Aangeleverde tekst:

Côte Sauvage (Verlof Bourdenne 4)

Zaterdag 5 juli 2008
Bourdenne is een gehuchtje van Saint-Germain de Lusignan we hebben er een gîte gehuurd.  Van hier trekken we erop uit. We verkennen steden. Bordeaux, La Rochette, Saintes, Angoulème en op het nippertje Royan. Maar de geest van deze blog getrouw, breng ik verslag van de fietstochten die we er maakten.

In tegenstelling met het nummer op de boeg, een bescheiden sloep in de jachthaven van la Tremblade

Côte Sauvage, wat moeten we ons daar bij voorstellen. Wilde beesten, nog niet ontdekte stammen? Nee een ongeveer 20km lang bos, woud “Forèt Domaniale de la Coubre” langs de atlantische kust. Het is merkwaardig want ongeveer 20km lang is dit natuurgebied onbewoond. Daarin een goed onderhouden fietspad. Ja een goed verstaander heeft het al begrepen, meer hebben we niet nodig om er naartoe te rijden. We parkeren ons A-ken in Ronce-les-bains vlakbij de start van het pad dat fietsers en wandelaars delen.

De naam van dit dorpje laat het al vermoeden, dit is een badstadje dat het vooral van de toeristen moet hebben.

Het hoogseizoen is hier juist gestart en in grote drommen komen de caravans, mobilhomes en andere volgestouwde voertuigen aangereden. Zonnebrillen lachen ons overal toe, mooi. Deze drukte verdwijnt eens wij het fietspad opdraaien. We delen Kilometers ongerepte natuur met een sporadische wandelaar,

20km heen en nog eens 20km terug, vragen nogal wat doorzetting. Zo’n driemaal wordt de rust verstoord door toeristen die van parkeerhavens naar de “plages” stappen.

Door een aanwijzing naar “Le Phare” laten wij ons ook verleiden om richting plage te fietsen. Van “Le Phare” geen lichtspoor te bespeuren. Dan kieken wij maar de Atlantische oceaan en de duinen die hier haar kust omzomen, alvorens ons fietspad weer op te zoeken.

Zo’n 12-tal kilometer verder, in “Pointe de la Courbe” krijgen we dan toch de statige kustwacht in het vizier.

Hij luidt meteen het naderende einde van de “Côte sauvage” in. In “La Palmyre” verlaten we de kust en rijden, nog steeds door bosrijk gebied naar les Mathes.

Korte opgave 1:
Beantwoord de volgende vragen met gegevens uit het fietsverslag over de Côte Sauvage:
(a) Waar ligt het gehucht waar de gîte gehuurd is?
(b) Hoe heet het bos langs de Atlantische kust?
(c) In welke plaats verlaten de fietsers de kust?
Korte opgave 2: Zet de alinea die begint met "Côte Sauvage, wat moeten we ons daar bij voorstellen" uit het fietsverslag over de Côte Sauvage om in een korte lijst met de belangrijkste feiten.
Korte opgave 3: Schrijf het fietsverslag over de Côte Sauvage verder, te beginnen na de laatste zin over de rit naar les Mathes.
Deze regels spelen hier geen enkele rol.

Regels uit een verzameling
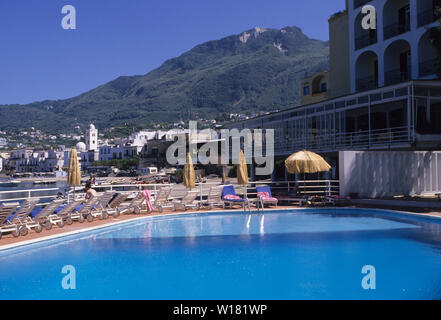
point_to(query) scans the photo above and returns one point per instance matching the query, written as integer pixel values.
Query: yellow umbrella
(189, 179)
(74, 172)
(242, 171)
(306, 162)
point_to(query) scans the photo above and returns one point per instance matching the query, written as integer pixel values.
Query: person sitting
(90, 192)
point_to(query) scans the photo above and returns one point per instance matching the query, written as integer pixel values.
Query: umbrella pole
(304, 184)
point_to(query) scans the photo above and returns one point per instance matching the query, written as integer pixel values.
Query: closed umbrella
(306, 162)
(189, 178)
(74, 172)
(242, 173)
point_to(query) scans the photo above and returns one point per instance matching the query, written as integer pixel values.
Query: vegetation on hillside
(209, 82)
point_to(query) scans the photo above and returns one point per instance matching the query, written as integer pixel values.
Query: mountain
(257, 70)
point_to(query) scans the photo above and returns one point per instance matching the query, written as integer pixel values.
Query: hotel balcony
(368, 83)
(365, 40)
(395, 29)
(359, 3)
(427, 17)
(427, 67)
(396, 76)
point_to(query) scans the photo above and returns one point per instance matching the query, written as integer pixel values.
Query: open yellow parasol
(306, 162)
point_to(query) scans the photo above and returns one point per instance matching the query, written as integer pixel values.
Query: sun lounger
(65, 214)
(99, 209)
(214, 197)
(188, 201)
(265, 196)
(320, 201)
(135, 206)
(114, 207)
(22, 218)
(6, 209)
(85, 210)
(162, 199)
(44, 216)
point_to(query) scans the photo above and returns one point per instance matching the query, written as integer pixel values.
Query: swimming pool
(299, 254)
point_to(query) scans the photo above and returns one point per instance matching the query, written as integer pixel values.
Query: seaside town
(344, 177)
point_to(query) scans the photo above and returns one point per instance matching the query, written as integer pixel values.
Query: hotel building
(381, 109)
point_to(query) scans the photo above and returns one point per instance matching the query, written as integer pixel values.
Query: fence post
(200, 185)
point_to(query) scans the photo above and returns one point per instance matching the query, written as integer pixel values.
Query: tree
(435, 39)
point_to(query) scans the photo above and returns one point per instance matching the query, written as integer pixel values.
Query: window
(306, 91)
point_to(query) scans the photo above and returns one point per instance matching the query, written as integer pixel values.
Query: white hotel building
(379, 124)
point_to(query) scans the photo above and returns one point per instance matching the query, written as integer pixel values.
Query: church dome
(81, 147)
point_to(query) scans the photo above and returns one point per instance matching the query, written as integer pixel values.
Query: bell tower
(92, 138)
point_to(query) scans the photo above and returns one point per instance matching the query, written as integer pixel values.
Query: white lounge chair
(188, 201)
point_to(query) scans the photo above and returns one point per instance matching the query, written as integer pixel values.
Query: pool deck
(8, 241)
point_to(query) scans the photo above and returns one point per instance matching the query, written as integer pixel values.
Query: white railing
(30, 194)
(307, 187)
(347, 140)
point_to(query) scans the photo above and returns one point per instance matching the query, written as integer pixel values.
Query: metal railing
(27, 194)
(395, 29)
(367, 83)
(307, 187)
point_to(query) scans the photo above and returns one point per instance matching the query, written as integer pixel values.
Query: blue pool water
(316, 254)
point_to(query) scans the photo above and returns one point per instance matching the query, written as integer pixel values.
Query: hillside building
(383, 98)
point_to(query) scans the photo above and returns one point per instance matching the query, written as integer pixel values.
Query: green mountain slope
(258, 70)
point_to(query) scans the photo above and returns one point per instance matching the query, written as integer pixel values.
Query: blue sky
(39, 60)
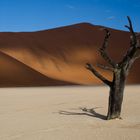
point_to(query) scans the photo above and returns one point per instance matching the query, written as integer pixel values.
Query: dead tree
(120, 71)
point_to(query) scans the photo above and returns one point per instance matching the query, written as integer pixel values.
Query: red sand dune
(15, 73)
(61, 53)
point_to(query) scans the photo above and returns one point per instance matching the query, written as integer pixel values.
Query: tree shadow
(87, 112)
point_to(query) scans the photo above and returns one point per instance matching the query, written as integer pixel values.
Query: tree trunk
(116, 95)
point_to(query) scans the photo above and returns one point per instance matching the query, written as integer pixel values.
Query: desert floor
(66, 113)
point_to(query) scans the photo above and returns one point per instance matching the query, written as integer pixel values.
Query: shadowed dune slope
(14, 73)
(61, 53)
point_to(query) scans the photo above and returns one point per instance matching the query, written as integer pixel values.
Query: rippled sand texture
(66, 113)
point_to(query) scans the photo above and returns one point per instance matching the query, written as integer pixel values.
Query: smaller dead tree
(120, 71)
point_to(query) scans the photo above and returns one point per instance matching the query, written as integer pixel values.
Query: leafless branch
(103, 52)
(105, 67)
(97, 74)
(134, 45)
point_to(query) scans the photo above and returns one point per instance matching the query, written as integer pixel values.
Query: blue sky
(32, 15)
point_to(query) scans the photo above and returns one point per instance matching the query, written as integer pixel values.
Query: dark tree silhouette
(120, 71)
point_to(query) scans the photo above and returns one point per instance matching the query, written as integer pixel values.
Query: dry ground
(66, 113)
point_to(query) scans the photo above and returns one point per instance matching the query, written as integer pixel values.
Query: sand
(63, 113)
(60, 55)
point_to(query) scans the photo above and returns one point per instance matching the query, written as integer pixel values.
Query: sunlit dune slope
(61, 53)
(14, 73)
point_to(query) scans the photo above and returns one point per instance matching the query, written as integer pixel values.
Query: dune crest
(61, 53)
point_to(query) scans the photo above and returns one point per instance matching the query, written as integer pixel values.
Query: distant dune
(59, 54)
(15, 73)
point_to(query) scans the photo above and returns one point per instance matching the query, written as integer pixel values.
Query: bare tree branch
(132, 52)
(103, 52)
(97, 74)
(105, 67)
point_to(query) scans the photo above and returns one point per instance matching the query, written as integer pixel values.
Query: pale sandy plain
(66, 113)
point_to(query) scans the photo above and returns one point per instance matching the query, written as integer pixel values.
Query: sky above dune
(32, 15)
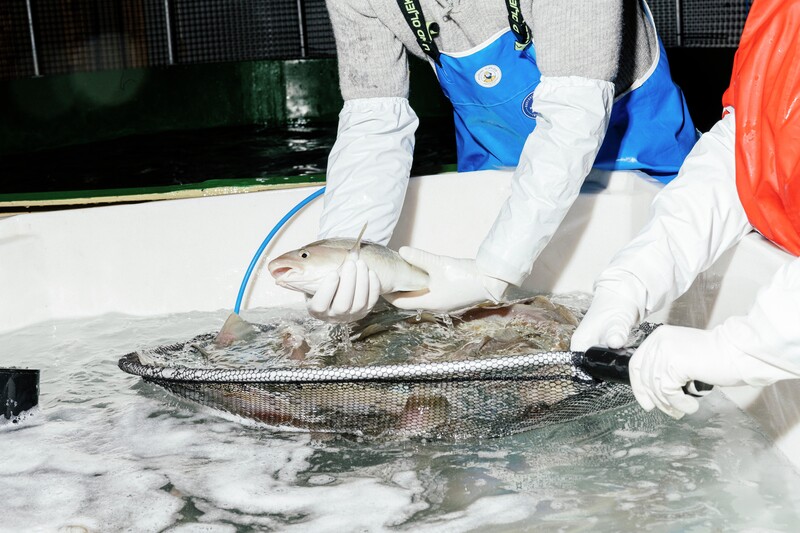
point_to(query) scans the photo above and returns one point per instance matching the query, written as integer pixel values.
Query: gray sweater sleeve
(577, 37)
(372, 60)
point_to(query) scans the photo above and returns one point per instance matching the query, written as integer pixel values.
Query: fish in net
(490, 372)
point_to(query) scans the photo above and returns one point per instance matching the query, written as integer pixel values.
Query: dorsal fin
(353, 253)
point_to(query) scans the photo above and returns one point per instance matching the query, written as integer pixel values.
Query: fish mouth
(280, 271)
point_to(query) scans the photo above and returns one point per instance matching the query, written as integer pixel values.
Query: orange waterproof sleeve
(765, 92)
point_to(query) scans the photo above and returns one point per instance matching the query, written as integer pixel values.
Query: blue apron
(491, 90)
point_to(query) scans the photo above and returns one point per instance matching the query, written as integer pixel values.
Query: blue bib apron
(491, 89)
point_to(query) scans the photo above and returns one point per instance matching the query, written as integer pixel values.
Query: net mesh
(477, 398)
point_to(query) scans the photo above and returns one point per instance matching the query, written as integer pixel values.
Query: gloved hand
(672, 356)
(608, 322)
(346, 295)
(454, 284)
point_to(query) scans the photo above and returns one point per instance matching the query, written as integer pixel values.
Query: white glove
(454, 284)
(368, 168)
(693, 221)
(608, 322)
(346, 295)
(757, 349)
(672, 356)
(572, 115)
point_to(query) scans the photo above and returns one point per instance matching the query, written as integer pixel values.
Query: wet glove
(609, 320)
(672, 356)
(757, 349)
(694, 220)
(454, 284)
(346, 295)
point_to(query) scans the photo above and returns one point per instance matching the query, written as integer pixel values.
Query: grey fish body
(303, 269)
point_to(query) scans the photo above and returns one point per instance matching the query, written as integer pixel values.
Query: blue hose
(264, 244)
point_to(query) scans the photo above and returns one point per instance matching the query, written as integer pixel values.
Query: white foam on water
(107, 452)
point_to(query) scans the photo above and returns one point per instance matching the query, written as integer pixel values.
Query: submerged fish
(303, 269)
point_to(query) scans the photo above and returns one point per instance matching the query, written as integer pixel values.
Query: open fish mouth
(280, 271)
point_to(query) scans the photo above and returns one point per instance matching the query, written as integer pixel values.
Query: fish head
(303, 269)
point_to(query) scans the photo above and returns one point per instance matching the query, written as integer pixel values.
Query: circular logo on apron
(488, 76)
(527, 106)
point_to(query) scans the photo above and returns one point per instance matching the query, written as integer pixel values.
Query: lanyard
(424, 32)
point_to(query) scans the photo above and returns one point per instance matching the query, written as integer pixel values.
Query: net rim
(494, 368)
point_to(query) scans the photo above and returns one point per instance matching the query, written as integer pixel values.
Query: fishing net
(474, 398)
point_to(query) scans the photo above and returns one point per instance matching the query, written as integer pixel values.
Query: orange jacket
(765, 93)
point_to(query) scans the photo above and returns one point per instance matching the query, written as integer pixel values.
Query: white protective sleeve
(693, 221)
(758, 349)
(368, 168)
(572, 115)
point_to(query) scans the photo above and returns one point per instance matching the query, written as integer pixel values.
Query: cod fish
(303, 269)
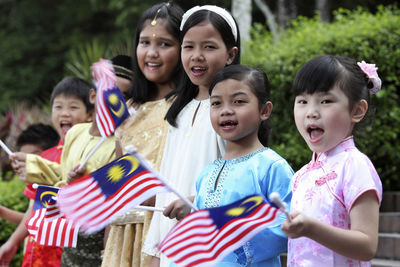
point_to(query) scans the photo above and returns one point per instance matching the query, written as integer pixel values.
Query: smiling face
(67, 110)
(204, 53)
(235, 113)
(157, 52)
(324, 119)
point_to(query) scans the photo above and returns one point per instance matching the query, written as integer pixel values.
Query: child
(70, 105)
(210, 41)
(336, 197)
(240, 107)
(79, 142)
(33, 140)
(157, 71)
(122, 65)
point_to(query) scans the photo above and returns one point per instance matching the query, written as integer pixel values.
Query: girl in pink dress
(336, 197)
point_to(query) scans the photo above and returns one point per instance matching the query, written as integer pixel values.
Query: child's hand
(75, 173)
(297, 227)
(7, 252)
(177, 209)
(18, 160)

Antwoord opgave 1:
(a) Bourdenne is een gehuchtje van Saint-Germain de Lusignan.
(b) Het bos heet "Forèt Domaniale de la Coubre".
(c) Ze verlaten de kust in La Palmyre.

Antwoord opgave 2:
- De Côte Sauvage is een bos van ongeveer 20 km, "Forèt Domaniale de la Coubre", langs de Atlantische kust.
- Over die lengte is het natuurgebied onbewoond.
- Er loopt een goed onderhouden fietspad door het bos.
- De auto wordt geparkeerd in Ronce-les-bains, vlak bij het begin van het pad dat fietsers en wandelaars delen.

Antwoord opgave 3:
We verkiezen, eerder dan op onze stappen terug te keren, via het achterland terug te fietsen. Les Mathes ligt spoedig achter ons.

Langs Alvert, een klein dorpje zonder meer,bereiken we “La Tremblade”. Hier bekoort een klein jachthaventje ons om enkel foto’s te schieten.

Daarna is het snel terug aan het beginpunt. 19 uur, vlug de fietsen op ’t dak. Tegen onze gewoonte in, zijn we voor donker thuis. Wie in de streek van Charent-Maritime verzeild geraakt moet eens het pad dat door de Côte Sauvage loopt afleggen. Met de fiets is het vlot te doen. Wij hadden 40km op de teller, en het parcours is vrijwel steeds vlak. Na de 20km is het aangewezen om langs het binnenland terug te keren, kwestie van de eentonigheid wat te doorbreken.

Ile de Ré (verlof Bourdenne 3)

Donderdag 3 juli 2008

Bourdenne is een gehuchtje van Saint-Germain de Lusignan we hebben er een gîte gehuurd.  Van hier trekken we erop uit. We verkennen steden. Bordeaux, La Rochette, Saintes, Angoulème en op het nippertje Royan. Maar de geest van deze blog getrouw, breng ik verslag van de fietstochten die we er maakten.

Citroën Mehari, kan het franser?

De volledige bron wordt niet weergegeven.